• Section du document

►

Dans la récente guerre américaine en Irak, il parait incontestable que des considérations relevant de domaines variés ont convergé, pour décider les USA à intervenir. Les médias et les intellectuels ont surtout insisté sur les considérations d'ordre économique, en soulignant notamment la volonté de l'Amérique d'acquérir de nouvelles réserves de pétrole.
Cependant, nous nous efforcerons ici de mettre en lumière la dimension psychologique de cette intervention, à savoir les considérations sous-jacentes, parfois d'ordre mystique, qui ont influencé le processus de décision.
Nous confronterons donc quelques hypothèses aux événements dont nous avons été les témoins, en tentant de déterminer l'influence exacte de l'imaginaire collectif dans le déclenchement d'une guerre de cette envergure.
Dès la fin de la seconde guerre mondiale, les Américains ont, peu à peu, construit une image d'eux-mêmes et de leur nation. Ils se sont attribués un « rôle » dans l'histoire de l'humanité qui a très largement guidé leur politique internationale jusqu'aujourd'hui.
Ainsi la guerre en Irak obéit à cette même logique comme l'atteste la rhétorique sans cesse réitérée par le président Bush et ses collaborateurs. Une mission providentielle semble animer les architectes de la politique étrangère américaine actuelle.
Nous étudierons donc la nature de ce « rôle » que l'Amérique s'est auto assignée, la littérature qui la sous-tend, sa dimension quasi-mythologique et ses contradictions.

◄

• Données enregistrées

►

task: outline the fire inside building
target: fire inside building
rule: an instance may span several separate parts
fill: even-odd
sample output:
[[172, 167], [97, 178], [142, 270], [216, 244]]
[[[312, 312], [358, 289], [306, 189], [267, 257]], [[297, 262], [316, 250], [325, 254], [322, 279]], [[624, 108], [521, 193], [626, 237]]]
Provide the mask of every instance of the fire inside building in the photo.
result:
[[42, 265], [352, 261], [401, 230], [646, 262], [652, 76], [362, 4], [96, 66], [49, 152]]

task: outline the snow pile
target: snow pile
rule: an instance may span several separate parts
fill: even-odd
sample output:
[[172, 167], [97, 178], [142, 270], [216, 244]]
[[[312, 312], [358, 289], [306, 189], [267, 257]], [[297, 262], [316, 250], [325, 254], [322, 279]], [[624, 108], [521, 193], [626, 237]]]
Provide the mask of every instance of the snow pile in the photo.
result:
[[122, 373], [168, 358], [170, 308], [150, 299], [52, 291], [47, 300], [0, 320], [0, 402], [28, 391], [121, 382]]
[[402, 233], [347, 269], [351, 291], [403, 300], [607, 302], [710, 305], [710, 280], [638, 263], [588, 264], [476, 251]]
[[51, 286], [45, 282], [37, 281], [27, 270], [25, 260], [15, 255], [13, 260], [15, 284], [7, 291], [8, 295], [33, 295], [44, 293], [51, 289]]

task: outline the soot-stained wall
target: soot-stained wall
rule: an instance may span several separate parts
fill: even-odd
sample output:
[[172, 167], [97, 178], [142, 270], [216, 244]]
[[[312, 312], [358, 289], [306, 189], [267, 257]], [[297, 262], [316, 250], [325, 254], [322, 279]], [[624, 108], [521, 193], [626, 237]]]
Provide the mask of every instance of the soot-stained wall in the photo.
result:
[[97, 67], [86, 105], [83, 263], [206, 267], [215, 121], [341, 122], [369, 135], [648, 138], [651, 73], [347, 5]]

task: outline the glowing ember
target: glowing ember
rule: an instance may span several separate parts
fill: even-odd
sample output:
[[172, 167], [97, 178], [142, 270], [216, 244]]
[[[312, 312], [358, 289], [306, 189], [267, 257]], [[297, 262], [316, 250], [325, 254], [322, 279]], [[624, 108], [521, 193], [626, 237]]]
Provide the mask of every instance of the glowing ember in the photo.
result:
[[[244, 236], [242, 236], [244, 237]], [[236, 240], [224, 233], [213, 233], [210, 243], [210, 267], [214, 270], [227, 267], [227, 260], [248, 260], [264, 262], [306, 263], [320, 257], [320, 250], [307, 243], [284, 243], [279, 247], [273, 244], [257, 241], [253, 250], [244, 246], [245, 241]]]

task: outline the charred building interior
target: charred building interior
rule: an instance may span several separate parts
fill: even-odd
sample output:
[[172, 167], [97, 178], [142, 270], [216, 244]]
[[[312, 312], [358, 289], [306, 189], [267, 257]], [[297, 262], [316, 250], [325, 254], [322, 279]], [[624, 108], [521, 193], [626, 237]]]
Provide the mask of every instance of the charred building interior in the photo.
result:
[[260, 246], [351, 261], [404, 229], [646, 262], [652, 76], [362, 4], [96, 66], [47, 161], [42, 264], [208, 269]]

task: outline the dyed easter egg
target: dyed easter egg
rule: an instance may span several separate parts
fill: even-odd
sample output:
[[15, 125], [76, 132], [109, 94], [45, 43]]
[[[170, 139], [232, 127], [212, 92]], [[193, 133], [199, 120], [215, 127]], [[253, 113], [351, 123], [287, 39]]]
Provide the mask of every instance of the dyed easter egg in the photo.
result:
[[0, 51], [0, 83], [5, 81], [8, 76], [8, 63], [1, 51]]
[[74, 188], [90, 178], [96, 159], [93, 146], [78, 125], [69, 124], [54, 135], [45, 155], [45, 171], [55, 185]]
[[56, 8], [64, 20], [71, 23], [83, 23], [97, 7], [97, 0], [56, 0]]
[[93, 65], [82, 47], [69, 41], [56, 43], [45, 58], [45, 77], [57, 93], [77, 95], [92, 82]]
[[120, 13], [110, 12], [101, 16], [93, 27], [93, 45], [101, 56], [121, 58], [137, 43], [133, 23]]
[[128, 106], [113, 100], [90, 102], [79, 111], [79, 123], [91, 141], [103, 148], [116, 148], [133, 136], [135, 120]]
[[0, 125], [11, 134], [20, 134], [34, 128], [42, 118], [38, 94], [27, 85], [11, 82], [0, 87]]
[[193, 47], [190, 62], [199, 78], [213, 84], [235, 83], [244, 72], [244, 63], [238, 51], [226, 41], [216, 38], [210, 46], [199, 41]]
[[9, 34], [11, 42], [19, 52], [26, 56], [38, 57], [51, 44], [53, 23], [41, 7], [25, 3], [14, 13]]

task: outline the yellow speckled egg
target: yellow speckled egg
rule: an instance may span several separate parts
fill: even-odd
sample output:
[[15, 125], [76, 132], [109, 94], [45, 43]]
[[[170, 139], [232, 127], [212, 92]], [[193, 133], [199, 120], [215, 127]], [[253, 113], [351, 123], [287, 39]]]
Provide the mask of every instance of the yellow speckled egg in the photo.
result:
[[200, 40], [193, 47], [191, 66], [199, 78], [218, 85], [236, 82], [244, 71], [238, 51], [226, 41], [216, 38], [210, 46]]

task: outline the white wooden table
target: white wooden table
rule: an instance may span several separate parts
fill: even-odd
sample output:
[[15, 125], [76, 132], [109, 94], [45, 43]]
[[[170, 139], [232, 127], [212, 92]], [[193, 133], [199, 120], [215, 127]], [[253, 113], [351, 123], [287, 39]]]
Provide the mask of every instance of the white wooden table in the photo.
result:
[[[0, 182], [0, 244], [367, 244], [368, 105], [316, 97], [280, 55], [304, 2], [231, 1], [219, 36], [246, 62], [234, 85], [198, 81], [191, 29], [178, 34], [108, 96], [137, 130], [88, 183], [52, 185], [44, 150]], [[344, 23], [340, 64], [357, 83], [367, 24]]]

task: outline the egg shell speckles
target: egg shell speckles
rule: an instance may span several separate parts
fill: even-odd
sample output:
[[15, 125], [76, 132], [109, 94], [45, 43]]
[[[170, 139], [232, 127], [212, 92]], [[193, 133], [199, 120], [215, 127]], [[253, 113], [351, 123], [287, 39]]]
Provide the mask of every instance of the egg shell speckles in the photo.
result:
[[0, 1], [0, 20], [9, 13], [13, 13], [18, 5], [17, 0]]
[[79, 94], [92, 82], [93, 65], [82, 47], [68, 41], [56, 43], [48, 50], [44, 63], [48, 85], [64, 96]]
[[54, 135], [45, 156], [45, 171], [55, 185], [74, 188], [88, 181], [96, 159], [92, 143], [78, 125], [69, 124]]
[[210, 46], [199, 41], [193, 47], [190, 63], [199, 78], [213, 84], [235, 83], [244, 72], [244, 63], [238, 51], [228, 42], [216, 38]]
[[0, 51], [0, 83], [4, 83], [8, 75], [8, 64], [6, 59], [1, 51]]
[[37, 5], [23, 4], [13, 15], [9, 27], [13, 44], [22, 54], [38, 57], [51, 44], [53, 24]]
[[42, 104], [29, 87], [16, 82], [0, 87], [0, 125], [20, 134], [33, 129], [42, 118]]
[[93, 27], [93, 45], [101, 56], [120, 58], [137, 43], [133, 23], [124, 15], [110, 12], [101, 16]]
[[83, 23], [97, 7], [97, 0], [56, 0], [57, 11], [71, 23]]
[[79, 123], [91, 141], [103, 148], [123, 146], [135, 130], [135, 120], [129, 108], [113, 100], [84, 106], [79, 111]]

◄

• Énoncé du problème
Selon le texte sur la guerre en Irak, sur quelles considérations les médias et les intellectuels ont-ils surtout insisté ?

• Solution détaillée
Ils ont surtout insisté sur les considérations d'ordre économique, en soulignant notamment la volonté de l'Amérique d'acquérir de nouvelles réserves de pétrole.